:: SELECTED EXTRACT ::
══════════

R/00_fiSAN.R
In sanba: Fitting Shared Atoms Nested Models via MCMC or Variational Bayes

Documented in fit_fiSAN

#' Fit the Finite-Infinite Shared Atoms Mixture Model
#'
#' @description \code{fit_fiSAN} fits the finite-infinite shared atoms nested (fiSAN) mixture model with Gaussian kernels and normal-inverse gamma priors on the unknown means and variances.
#' The function returns an object of class \code{SANmcmc} or \code{SANvi} depending on the chosen computational approach (MCMC or VI).
#'
#' @usage
#' fit_fiSAN(y, group, est_method = c("VI", "MCMC"),
#'          prior_param = list(),
#'          vi_param = list(),
#'          mcmc_param = list())
#'
#' @param y Numerical vector of observations (required).
#' @param group Numerical vector of the same length of \code{y}, indicating the group membership (required).
#' @param est_method Character, specifying the preferred estimation method. It can be either \code{"VI"} or \code{"MCMC"}.
#' @param prior_param A list containing:
#' \describe{
#'   \item{\code{m0, tau0, lambda0, gamma0}}{Hyperparameters on \eqn{(\mu, \sigma^2) \sim NIG(m_0, \tau_0, \lambda_0,\gamma_0)}. The default is (0, 0.01, 3, 2).}
#'   \item{\code{hyp_alpha1, hyp_alpha2}}{If a random \eqn{\alpha} is used, (\code{hyp_alpha1}, \code{hyp_alpha2}) specify the hyperparameters. The default is (1,1). The prior is \eqn{\alpha} ~ Gamma(\code{hyp_alpha1}, \code{hyp_alpha2}).}
#'   \item{\code{alpha}}{Distributional DP parameter if fixed (optional). The distribution is \eqn{\pi\sim \text{GEM} (\alpha)}.}
#'   \item{\code{b_dirichlet}}{The hyperparameter of the symmetric observational Dirichlet distribution. The default is 1/\code{maxL}.}
#' }
#'
#' @param vi_param A list of variational inference-specific settings containing:
#' \describe{
#'   \item{\code{maxL, maxK}}{Integers, the upper bounds for the observational and distributional clusters to fit, respectively. The default is (50, 20).}
#'    \item{\code{epsilon}}{The threshold controlling the convergence criterion.}
#'    \item{\code{n_runs}}{Number of starting points considered for the estimation.}
#'   \item{\code{seed}}{Random seed to control the initialization.}
#'   \item{\code{maxSIM}}{The maximum number of CAVI iterations to perform.}
#'   \item{\code{warmstart}}{Logical, if \code{TRUE}, the observational means of the cluster atoms are initialized with a k-means algorithm.}
#'   \item{\code{verbose}}{Logical, if \code{TRUE} the iterations are printed.}
#' }
#'
#' @param mcmc_param A list of MCMC inference-specific settings containing:
#' \describe{
#'   \item{\code{nrep, burn}}{Integers, the number of total MCMC iterations, and the number of discarded iterations, respectively.}
#'   \item{\code{maxL, maxK}}{Integers, the upper bounds for the observational and distributional clusters to fit, respectively. The default is (50, 20).}
#'   \item{\code{seed}}{Random seed to control the initialization.}
#'   \item{\code{warmstart}}{Logical, if \code{TRUE}, the observational means of the cluster atoms are initialized with a k-means algorithm. If \code{FALSE}, the starting points can be passed through the parameters \code{nclus_start, mu_start, sigma2_start, M_start, S_start, alpha_start}.}
#'   \item{\code{verbose}}{Logical, if \code{TRUE} the iterations are printed.}
#' }
#'
#' @details
#' \strong{Data structure}
#'
#' The finite-infinite common atoms mixture model is used to perform inference in nested settings, where the data are organized into \eqn{J} groups.

══════════

:: WORK TO BE COMPLETED ::
Reproduce the stretch of the fit_fiSAN documentation from "#' The function" through "mcmc_param = list())" word for word.

══════════

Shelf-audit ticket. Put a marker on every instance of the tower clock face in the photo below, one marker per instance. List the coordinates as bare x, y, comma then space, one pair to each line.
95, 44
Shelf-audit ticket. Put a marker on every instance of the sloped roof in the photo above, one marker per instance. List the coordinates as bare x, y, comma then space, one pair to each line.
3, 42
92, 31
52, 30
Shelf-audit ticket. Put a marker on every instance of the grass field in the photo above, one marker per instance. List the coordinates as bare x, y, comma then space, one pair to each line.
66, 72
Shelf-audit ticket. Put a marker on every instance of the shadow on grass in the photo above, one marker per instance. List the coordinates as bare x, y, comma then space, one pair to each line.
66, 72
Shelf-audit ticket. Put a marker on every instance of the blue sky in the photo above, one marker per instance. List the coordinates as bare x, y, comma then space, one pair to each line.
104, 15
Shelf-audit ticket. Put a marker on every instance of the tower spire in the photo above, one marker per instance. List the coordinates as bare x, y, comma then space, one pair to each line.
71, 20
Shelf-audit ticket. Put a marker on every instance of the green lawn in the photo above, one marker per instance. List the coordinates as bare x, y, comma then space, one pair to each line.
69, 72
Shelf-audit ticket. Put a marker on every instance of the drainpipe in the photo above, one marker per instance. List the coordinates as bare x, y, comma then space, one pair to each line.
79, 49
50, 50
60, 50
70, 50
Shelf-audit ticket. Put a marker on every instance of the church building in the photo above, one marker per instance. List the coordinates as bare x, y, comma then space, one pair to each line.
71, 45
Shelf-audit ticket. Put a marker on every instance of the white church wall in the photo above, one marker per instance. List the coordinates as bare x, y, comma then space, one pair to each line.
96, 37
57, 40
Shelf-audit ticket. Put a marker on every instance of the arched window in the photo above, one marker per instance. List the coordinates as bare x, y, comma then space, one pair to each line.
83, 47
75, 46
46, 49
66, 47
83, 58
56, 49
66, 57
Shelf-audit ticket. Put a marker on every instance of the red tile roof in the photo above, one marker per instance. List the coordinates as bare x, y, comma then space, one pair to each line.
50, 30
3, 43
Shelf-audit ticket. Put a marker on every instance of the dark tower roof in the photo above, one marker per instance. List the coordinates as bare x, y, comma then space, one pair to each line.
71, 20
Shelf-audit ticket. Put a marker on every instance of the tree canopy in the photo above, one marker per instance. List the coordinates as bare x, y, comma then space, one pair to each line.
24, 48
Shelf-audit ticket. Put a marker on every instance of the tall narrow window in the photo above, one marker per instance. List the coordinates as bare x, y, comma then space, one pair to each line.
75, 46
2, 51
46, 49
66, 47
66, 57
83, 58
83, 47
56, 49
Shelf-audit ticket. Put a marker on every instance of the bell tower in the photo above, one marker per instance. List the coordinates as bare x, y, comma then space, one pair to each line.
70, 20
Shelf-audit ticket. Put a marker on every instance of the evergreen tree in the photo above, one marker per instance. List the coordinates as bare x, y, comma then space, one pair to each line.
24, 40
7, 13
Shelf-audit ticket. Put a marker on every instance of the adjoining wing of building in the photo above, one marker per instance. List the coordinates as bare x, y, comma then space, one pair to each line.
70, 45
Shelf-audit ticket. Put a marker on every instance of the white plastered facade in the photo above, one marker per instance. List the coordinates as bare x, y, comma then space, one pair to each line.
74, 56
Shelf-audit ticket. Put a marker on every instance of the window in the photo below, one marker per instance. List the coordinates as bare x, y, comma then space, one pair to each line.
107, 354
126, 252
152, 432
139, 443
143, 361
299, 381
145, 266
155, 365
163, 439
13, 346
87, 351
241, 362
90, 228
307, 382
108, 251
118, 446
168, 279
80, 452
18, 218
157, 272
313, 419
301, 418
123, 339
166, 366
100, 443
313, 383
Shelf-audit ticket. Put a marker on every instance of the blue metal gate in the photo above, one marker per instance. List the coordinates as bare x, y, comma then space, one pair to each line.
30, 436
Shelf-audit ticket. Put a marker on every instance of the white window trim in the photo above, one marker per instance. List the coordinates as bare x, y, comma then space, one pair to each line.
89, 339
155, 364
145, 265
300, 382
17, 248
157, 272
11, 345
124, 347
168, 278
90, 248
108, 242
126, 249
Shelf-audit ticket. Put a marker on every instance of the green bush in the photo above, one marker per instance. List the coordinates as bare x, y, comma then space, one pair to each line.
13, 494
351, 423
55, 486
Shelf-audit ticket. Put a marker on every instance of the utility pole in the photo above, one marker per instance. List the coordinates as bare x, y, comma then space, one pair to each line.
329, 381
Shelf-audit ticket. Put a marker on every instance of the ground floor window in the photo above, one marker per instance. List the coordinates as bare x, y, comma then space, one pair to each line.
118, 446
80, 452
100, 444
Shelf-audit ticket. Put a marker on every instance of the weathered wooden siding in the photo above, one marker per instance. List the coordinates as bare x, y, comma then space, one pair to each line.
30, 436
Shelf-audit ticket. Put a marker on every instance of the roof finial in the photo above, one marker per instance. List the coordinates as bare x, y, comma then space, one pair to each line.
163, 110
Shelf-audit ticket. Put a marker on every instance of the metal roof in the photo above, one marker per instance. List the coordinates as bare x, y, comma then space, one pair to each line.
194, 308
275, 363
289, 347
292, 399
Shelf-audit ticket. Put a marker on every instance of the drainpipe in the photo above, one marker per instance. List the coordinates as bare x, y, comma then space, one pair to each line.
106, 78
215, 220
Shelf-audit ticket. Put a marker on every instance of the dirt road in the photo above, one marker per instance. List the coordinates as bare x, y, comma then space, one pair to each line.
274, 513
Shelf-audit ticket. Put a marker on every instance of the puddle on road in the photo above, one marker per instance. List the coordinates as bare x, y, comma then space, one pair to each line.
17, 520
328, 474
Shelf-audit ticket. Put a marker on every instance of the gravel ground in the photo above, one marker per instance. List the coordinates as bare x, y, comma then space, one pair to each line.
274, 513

══════════

:: SOLUTION ::
#' The function returns an object of class \code{SANmcmc} or \code{SANvi} depending on the chosen computational approach (MCMC or VI).
#'
#' @usage
#' fit_fiSAN(y, group, est_method = c("VI", "MCMC"),
#'          prior_param = list(),
#'          vi_param = list(),
#'          mcmc_param = list())